[TASK]
Please restate word for word, and with nothing added, the lines that run from the one holding "of the siding" to the end of the entries below.

DATA UNDER STUDY below:

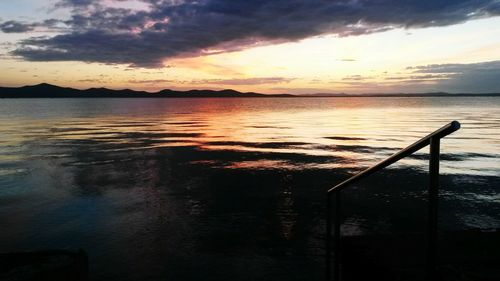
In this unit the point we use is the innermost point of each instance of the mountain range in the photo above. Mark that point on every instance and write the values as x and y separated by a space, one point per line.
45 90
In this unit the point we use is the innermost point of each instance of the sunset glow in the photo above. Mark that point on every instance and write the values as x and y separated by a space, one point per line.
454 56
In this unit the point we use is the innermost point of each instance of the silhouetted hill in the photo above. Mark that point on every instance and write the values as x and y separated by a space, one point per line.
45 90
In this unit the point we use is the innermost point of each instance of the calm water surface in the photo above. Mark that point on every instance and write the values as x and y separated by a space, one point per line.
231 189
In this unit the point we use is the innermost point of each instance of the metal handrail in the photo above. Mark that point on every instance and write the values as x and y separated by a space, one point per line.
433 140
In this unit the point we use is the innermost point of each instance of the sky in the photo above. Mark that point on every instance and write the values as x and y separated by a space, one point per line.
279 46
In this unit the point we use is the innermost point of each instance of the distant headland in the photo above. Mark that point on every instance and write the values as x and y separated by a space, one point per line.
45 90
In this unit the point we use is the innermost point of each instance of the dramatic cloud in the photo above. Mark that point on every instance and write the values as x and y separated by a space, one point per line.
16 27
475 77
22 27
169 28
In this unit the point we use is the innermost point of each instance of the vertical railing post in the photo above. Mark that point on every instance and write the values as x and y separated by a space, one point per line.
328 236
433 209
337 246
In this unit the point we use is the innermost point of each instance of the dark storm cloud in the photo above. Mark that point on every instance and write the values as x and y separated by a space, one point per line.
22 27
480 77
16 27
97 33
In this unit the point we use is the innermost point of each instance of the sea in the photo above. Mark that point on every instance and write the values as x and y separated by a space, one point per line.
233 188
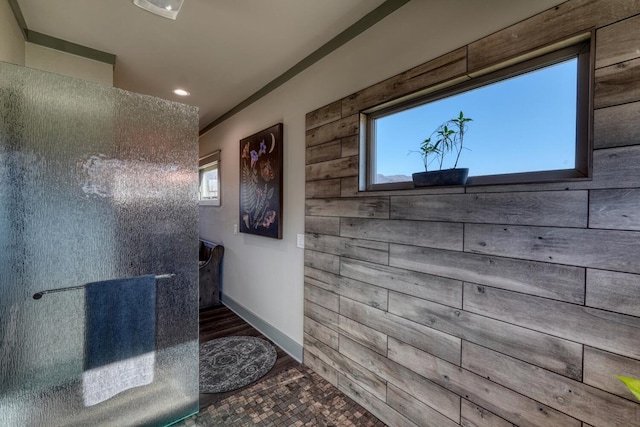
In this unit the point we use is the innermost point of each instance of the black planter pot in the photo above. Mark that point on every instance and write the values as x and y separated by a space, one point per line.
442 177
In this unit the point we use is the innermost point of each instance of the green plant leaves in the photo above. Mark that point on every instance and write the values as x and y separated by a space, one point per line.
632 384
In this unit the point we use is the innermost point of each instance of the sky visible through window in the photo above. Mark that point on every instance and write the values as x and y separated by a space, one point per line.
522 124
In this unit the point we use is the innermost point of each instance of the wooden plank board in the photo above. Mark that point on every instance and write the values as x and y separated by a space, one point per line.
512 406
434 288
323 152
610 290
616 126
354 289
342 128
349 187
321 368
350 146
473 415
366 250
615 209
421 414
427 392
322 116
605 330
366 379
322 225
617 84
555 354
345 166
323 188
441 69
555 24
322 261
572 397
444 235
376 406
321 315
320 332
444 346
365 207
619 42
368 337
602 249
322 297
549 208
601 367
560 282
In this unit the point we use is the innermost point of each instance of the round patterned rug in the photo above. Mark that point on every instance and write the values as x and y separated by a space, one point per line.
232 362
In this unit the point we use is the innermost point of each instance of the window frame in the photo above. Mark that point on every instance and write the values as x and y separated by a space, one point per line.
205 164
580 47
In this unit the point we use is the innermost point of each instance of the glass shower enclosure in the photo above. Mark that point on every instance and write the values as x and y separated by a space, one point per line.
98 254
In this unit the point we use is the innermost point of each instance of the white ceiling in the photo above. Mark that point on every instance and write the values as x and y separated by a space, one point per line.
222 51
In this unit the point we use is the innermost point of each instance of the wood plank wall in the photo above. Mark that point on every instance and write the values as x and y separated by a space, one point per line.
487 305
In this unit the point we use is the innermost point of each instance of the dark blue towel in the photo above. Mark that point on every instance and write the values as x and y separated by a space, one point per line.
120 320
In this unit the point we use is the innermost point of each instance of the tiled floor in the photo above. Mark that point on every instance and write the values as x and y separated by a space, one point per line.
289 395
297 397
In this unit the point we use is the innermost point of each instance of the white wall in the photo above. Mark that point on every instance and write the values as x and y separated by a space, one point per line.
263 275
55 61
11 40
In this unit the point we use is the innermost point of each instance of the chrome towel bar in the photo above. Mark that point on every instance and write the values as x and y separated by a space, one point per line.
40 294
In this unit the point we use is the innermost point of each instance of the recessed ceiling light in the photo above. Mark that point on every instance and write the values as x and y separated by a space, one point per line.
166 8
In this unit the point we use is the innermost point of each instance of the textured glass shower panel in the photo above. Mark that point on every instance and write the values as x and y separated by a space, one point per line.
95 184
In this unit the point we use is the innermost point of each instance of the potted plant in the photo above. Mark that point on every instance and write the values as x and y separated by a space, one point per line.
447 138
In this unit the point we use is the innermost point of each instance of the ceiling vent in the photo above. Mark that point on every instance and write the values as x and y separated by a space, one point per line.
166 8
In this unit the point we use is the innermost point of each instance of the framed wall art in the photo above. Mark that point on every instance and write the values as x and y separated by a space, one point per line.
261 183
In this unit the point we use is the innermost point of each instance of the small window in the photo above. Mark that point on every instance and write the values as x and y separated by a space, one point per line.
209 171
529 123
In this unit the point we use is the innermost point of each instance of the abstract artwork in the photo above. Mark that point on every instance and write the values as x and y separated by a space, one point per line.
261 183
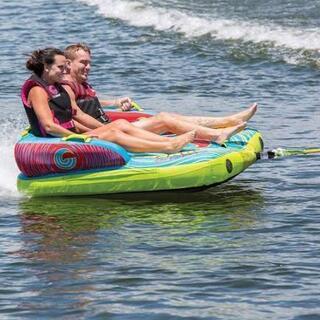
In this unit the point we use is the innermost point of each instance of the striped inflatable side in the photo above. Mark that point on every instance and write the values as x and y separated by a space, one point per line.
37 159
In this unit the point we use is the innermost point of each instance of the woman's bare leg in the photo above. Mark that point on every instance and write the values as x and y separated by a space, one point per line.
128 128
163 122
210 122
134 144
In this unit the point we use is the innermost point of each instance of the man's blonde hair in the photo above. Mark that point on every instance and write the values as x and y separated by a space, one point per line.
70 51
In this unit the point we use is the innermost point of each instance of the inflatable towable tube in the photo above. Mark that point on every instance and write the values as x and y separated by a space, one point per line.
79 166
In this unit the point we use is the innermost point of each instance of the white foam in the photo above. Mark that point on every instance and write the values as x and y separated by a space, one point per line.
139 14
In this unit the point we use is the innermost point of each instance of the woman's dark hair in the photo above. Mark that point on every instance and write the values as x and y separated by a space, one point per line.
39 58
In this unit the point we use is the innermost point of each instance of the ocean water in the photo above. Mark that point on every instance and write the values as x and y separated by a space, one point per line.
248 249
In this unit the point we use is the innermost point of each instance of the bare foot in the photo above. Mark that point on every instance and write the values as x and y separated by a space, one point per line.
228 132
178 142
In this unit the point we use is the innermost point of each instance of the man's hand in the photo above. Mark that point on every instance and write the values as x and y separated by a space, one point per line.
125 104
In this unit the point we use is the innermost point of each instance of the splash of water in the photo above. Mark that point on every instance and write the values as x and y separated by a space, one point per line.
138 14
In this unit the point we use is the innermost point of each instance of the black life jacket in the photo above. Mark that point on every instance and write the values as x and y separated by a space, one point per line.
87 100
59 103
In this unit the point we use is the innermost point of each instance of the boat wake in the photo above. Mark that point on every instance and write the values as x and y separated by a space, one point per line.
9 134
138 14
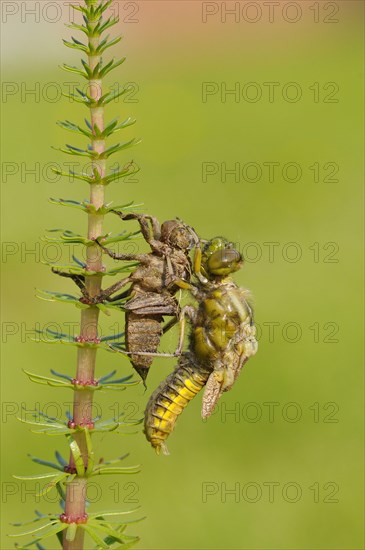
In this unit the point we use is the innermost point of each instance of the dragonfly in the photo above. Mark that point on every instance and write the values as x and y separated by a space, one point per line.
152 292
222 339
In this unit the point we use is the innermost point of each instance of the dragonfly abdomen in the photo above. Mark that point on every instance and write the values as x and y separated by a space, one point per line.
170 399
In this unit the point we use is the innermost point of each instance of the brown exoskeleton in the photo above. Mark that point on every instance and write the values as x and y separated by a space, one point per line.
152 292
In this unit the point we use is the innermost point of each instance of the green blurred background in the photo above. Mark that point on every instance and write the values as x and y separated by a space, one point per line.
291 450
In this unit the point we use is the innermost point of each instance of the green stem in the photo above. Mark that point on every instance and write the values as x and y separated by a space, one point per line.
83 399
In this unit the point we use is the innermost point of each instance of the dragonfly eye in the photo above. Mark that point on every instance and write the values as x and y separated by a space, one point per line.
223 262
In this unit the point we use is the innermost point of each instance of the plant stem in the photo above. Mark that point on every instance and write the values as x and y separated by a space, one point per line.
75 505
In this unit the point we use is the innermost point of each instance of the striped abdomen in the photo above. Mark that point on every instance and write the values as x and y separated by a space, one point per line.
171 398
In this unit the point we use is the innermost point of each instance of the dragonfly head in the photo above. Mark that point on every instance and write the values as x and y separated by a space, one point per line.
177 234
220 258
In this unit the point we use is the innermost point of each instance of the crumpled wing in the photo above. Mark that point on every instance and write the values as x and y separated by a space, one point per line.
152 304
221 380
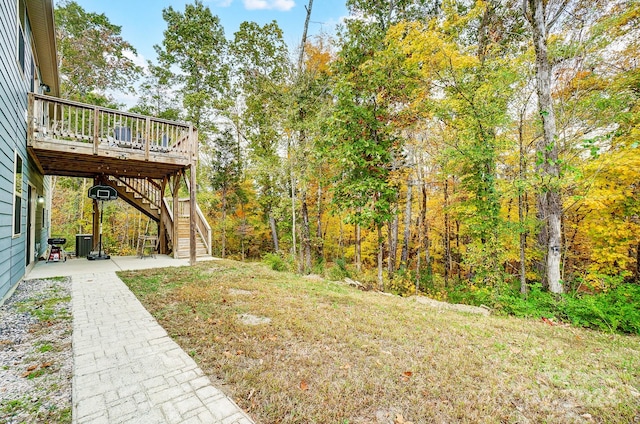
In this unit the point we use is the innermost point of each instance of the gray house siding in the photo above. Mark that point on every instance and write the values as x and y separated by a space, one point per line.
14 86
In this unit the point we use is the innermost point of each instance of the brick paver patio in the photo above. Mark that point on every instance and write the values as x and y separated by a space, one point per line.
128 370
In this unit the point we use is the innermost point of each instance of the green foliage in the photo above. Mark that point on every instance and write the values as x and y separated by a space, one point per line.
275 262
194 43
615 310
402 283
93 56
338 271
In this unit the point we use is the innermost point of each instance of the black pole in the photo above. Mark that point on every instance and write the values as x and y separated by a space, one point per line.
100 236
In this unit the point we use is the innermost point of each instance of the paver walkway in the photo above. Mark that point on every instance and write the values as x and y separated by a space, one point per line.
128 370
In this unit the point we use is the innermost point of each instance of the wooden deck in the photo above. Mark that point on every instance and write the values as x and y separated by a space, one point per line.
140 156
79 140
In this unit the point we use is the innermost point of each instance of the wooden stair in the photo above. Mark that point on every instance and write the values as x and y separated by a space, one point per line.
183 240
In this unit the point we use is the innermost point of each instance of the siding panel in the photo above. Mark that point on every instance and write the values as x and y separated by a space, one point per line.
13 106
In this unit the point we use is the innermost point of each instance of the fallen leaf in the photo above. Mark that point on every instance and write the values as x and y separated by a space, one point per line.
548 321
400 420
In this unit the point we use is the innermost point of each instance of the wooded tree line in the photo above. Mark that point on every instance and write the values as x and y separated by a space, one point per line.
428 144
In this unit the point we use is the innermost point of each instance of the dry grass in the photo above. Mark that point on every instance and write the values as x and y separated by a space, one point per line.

End of DATA UNDER STUDY.

[WRITTEN SOLUTION]
In this unit the point we use is the innermost point of each instance of the siding panel in the photo above. Mark that point on every instance and write the values as x and y separated by a space, one point per line.
13 106
In this unit the point we use is the innermost point of each instance of the fallen leaf in the photo above. Mark that point on every instance and write the values as x and y separated by a space, one point per line.
548 321
400 420
In this unit the point we use is the innermost point of each instance of the wooded tree line in the photo above. Mark that point on every instance and write the values as x and y separated by a space, one point per line.
428 144
In this unit the point we use is the innermost point of each instance of the dry grass in the photo above. Mark that point on every instance and write the values as x and y separated by a space, one point per line.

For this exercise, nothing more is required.